Rows of bounding box annotation data:
——————————
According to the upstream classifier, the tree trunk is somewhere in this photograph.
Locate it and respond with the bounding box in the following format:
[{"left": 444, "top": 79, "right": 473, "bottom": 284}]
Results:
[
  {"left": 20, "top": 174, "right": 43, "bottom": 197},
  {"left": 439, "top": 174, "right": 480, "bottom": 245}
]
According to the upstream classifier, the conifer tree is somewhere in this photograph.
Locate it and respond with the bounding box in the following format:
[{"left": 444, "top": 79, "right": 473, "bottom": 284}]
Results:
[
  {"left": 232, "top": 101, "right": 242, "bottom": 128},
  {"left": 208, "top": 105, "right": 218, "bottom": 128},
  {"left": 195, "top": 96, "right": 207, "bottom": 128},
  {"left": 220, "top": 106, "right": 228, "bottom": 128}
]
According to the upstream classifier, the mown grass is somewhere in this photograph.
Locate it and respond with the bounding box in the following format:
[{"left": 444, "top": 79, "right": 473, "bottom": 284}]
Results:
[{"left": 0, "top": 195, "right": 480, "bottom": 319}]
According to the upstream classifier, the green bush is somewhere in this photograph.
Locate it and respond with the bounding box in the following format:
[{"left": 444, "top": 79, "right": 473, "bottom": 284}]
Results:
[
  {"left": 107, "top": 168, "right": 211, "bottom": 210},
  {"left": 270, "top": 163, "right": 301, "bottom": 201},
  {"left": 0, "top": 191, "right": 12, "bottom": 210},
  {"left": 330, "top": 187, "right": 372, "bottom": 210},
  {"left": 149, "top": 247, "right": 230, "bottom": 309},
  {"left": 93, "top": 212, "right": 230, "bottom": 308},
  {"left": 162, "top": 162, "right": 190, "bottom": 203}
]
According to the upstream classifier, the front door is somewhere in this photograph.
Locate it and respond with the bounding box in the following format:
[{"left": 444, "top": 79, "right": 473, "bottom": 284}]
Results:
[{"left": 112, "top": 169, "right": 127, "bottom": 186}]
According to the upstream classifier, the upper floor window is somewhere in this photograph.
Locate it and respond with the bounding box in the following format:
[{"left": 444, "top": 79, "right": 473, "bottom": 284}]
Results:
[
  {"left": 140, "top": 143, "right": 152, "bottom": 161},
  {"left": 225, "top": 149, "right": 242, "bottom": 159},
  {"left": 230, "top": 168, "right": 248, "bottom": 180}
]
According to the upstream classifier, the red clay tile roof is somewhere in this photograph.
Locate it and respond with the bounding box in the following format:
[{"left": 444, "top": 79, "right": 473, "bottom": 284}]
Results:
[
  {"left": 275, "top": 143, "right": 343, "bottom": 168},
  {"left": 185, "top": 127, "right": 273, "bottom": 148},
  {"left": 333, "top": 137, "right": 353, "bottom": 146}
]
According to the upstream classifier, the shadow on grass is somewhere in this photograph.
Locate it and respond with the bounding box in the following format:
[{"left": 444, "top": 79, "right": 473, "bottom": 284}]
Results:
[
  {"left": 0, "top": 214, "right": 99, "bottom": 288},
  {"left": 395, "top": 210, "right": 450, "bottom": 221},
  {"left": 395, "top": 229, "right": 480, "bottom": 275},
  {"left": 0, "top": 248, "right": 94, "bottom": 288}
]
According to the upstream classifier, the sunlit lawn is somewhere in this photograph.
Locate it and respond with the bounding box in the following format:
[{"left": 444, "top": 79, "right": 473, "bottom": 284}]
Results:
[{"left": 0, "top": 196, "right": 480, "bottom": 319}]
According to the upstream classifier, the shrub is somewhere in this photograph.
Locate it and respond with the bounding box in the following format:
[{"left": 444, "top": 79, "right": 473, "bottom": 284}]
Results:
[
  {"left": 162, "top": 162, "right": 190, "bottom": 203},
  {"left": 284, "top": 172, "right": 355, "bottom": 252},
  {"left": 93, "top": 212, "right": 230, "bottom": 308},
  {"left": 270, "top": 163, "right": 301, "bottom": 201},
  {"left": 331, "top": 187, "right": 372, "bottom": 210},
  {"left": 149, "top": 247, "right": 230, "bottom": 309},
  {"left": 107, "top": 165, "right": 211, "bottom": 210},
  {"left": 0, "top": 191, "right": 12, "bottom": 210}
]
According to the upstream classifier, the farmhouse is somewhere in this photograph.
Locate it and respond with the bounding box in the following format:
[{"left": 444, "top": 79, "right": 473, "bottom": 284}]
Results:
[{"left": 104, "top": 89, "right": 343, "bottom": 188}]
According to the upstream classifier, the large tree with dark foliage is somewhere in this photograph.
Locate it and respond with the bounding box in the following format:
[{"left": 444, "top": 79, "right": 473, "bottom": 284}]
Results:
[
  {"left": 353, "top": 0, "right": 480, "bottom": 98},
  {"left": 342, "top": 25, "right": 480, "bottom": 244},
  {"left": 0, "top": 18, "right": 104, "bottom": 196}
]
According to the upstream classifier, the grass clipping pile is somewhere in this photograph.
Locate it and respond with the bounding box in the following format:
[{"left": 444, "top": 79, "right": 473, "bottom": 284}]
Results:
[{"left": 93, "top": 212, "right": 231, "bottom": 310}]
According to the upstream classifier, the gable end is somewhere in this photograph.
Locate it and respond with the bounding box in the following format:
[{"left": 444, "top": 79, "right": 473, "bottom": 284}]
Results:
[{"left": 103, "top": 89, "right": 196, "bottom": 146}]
——————————
What the task asks = Update the rows above so that every occurrence of "upstream classifier" reads "preliminary classifier", keeping all other text unchanged.

Task result =
According to the preliminary classifier, the tree trunk is somewhere in this photograph.
Locate it and respond with the bounding box in the following format:
[{"left": 444, "top": 79, "right": 473, "bottom": 284}]
Results:
[
  {"left": 20, "top": 174, "right": 43, "bottom": 197},
  {"left": 439, "top": 174, "right": 480, "bottom": 245}
]
According to the preliminary classifier, the conifer tree is somewhere in this photograph.
Locate it and respond with the bounding box in the following format:
[{"left": 444, "top": 79, "right": 473, "bottom": 284}]
Results:
[
  {"left": 232, "top": 101, "right": 242, "bottom": 128},
  {"left": 208, "top": 105, "right": 218, "bottom": 128},
  {"left": 195, "top": 96, "right": 207, "bottom": 128},
  {"left": 220, "top": 106, "right": 228, "bottom": 128}
]
According to the preliminary classifier, the mown grass is somewhere in this photograph.
Locate it and respond with the bounding box in the following format:
[{"left": 444, "top": 79, "right": 473, "bottom": 284}]
Results:
[{"left": 0, "top": 195, "right": 480, "bottom": 319}]
According to the preliminary classifier, the green bush is somewhere in this photograph.
Locate it and respond with the bounding box in the following format:
[{"left": 444, "top": 79, "right": 473, "bottom": 284}]
Results:
[
  {"left": 107, "top": 168, "right": 211, "bottom": 210},
  {"left": 270, "top": 163, "right": 301, "bottom": 201},
  {"left": 0, "top": 191, "right": 12, "bottom": 210},
  {"left": 330, "top": 187, "right": 372, "bottom": 210},
  {"left": 149, "top": 247, "right": 230, "bottom": 309},
  {"left": 93, "top": 212, "right": 230, "bottom": 308},
  {"left": 162, "top": 162, "right": 190, "bottom": 203}
]
According to the preliminary classifier, the front door is somewhere in this photograph.
Locate it and respond with the bounding box in the following format:
[{"left": 444, "top": 79, "right": 473, "bottom": 284}]
Results:
[{"left": 112, "top": 169, "right": 127, "bottom": 186}]
According to the preliminary classifier, the upper floor window is somewhere in this photograph.
Locate it and respond with the bounding box in the following format:
[{"left": 444, "top": 79, "right": 473, "bottom": 284}]
Results:
[
  {"left": 140, "top": 143, "right": 152, "bottom": 161},
  {"left": 225, "top": 149, "right": 242, "bottom": 159},
  {"left": 230, "top": 168, "right": 248, "bottom": 180}
]
According to the preliminary classifier, the red clay tile roof is somewhere in this photograph.
Locate it and respond with the bounding box in the following format:
[{"left": 444, "top": 79, "right": 473, "bottom": 284}]
Results:
[
  {"left": 275, "top": 143, "right": 343, "bottom": 168},
  {"left": 185, "top": 127, "right": 273, "bottom": 148},
  {"left": 333, "top": 137, "right": 353, "bottom": 146}
]
According to the preliminary classifier, the shadow on grass is somewhere in this photograph.
Locate it and respond with the bounding box in the following format:
[{"left": 444, "top": 79, "right": 473, "bottom": 284}]
Results:
[
  {"left": 0, "top": 214, "right": 99, "bottom": 288},
  {"left": 395, "top": 210, "right": 450, "bottom": 221},
  {"left": 395, "top": 229, "right": 480, "bottom": 275},
  {"left": 0, "top": 248, "right": 94, "bottom": 288}
]
According to the preliminary classifier, the sunlit lawn is somewhere in this photograph.
Locate it and respond with the bounding box in the following format:
[{"left": 444, "top": 79, "right": 473, "bottom": 284}]
Results:
[{"left": 0, "top": 196, "right": 480, "bottom": 319}]
According to the preliminary classifier, the shrub is somewhere in this photograph.
Locate it and respond with the bounding box in the following format:
[{"left": 444, "top": 79, "right": 473, "bottom": 284}]
Results:
[
  {"left": 162, "top": 162, "right": 190, "bottom": 203},
  {"left": 284, "top": 172, "right": 355, "bottom": 252},
  {"left": 93, "top": 212, "right": 230, "bottom": 308},
  {"left": 270, "top": 163, "right": 301, "bottom": 201},
  {"left": 331, "top": 187, "right": 372, "bottom": 210},
  {"left": 149, "top": 247, "right": 230, "bottom": 309},
  {"left": 107, "top": 165, "right": 211, "bottom": 210},
  {"left": 0, "top": 191, "right": 12, "bottom": 210}
]
According to the preliminary classifier, the farmhouse is somewhere in this photograph.
Locate it and respond with the bounding box in the following format:
[{"left": 444, "top": 79, "right": 473, "bottom": 284}]
Results:
[{"left": 104, "top": 89, "right": 343, "bottom": 188}]
According to the preliminary classifier, the large tree with dark foliage is somewhere in this photograph.
Locate it and respond with the bounding box in the following format:
[{"left": 444, "top": 79, "right": 473, "bottom": 284}]
Results:
[
  {"left": 353, "top": 0, "right": 480, "bottom": 98},
  {"left": 342, "top": 25, "right": 480, "bottom": 244},
  {"left": 0, "top": 18, "right": 104, "bottom": 196}
]
According to the preliminary classifier, the grass clipping pile is somewhere in this photograph.
Locate it and respond with the bounding box in the following format:
[{"left": 444, "top": 79, "right": 473, "bottom": 284}]
Results:
[{"left": 93, "top": 212, "right": 231, "bottom": 310}]
According to the preliminary classifier, the gable end is somewhere in this photograph.
Locate it and respond with the bounding box in the following format:
[{"left": 444, "top": 79, "right": 473, "bottom": 284}]
Results:
[{"left": 103, "top": 89, "right": 196, "bottom": 146}]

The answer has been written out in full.